Start of EXERCISE DATA
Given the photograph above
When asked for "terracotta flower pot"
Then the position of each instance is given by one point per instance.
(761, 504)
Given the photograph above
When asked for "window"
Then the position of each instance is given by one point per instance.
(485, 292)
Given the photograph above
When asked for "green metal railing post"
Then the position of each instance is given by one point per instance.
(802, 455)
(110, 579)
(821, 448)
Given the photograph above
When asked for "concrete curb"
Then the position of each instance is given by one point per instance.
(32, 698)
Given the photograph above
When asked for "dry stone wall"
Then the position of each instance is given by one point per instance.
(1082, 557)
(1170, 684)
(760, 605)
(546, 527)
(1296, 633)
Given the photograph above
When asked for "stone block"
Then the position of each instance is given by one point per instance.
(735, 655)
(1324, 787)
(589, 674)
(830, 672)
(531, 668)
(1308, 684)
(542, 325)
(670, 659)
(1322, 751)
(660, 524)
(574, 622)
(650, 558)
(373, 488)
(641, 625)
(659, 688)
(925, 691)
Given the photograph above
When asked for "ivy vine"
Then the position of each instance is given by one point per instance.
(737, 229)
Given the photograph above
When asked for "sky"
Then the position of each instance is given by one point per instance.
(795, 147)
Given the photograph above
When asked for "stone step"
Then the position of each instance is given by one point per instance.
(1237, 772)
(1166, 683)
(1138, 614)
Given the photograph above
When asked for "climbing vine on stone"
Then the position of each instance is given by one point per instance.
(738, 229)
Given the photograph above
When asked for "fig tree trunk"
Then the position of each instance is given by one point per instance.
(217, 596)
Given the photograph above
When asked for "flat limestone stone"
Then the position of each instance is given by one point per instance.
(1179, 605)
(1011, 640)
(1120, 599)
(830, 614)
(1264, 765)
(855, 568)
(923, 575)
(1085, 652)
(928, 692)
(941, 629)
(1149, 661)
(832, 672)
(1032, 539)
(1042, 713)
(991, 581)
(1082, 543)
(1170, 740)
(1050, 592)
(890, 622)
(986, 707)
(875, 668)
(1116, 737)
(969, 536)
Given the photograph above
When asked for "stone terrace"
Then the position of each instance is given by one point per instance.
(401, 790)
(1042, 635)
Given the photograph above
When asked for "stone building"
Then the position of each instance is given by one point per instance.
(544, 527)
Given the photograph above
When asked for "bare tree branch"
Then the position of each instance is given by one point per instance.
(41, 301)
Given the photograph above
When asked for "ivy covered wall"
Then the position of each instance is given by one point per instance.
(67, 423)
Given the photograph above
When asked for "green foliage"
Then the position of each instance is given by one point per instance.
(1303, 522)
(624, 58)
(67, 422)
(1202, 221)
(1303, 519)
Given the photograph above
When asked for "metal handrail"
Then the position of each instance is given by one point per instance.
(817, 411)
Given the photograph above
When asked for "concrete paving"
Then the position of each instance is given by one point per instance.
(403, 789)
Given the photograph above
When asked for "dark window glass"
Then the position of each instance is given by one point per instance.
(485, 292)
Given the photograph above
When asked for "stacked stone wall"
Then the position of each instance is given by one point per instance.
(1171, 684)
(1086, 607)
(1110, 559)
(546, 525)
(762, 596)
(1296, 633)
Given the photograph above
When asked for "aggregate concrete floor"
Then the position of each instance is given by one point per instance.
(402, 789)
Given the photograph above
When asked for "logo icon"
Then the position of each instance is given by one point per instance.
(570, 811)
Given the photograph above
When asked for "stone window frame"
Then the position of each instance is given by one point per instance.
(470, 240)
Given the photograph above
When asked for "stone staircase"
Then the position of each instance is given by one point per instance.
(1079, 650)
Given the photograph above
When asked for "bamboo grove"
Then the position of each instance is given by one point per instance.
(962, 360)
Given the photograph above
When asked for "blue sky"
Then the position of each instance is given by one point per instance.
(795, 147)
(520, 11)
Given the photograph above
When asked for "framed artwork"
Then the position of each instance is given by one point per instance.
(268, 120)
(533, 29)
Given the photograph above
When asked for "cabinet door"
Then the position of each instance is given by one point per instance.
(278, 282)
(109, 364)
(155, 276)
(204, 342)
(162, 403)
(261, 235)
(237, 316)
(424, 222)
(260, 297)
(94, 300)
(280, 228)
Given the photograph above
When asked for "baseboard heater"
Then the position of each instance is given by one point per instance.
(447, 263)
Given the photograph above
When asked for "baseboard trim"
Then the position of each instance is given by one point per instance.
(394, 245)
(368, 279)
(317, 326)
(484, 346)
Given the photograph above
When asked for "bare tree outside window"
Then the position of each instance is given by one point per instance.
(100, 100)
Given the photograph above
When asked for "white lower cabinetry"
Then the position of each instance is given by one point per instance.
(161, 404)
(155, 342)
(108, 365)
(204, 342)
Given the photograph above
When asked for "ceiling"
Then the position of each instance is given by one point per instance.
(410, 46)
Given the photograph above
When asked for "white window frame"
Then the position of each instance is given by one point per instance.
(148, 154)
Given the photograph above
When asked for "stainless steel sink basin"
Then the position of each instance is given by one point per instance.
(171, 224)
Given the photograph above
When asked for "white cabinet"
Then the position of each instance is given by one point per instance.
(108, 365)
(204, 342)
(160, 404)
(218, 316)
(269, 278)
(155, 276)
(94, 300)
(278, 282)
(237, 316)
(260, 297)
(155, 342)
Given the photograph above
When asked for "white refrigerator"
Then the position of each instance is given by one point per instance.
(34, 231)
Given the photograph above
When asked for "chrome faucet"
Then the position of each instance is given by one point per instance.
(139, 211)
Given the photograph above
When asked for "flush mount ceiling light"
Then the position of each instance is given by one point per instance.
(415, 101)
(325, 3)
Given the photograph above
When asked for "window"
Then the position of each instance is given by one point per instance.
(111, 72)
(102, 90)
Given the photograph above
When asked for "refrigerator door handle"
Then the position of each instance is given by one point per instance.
End of EXERCISE DATA
Pick out each line in the records above that contains the word "baseboard" and copy it.

RESULT FOR THIS TASK =>
When asked for "baseboard heater"
When asked for "baseboard trim"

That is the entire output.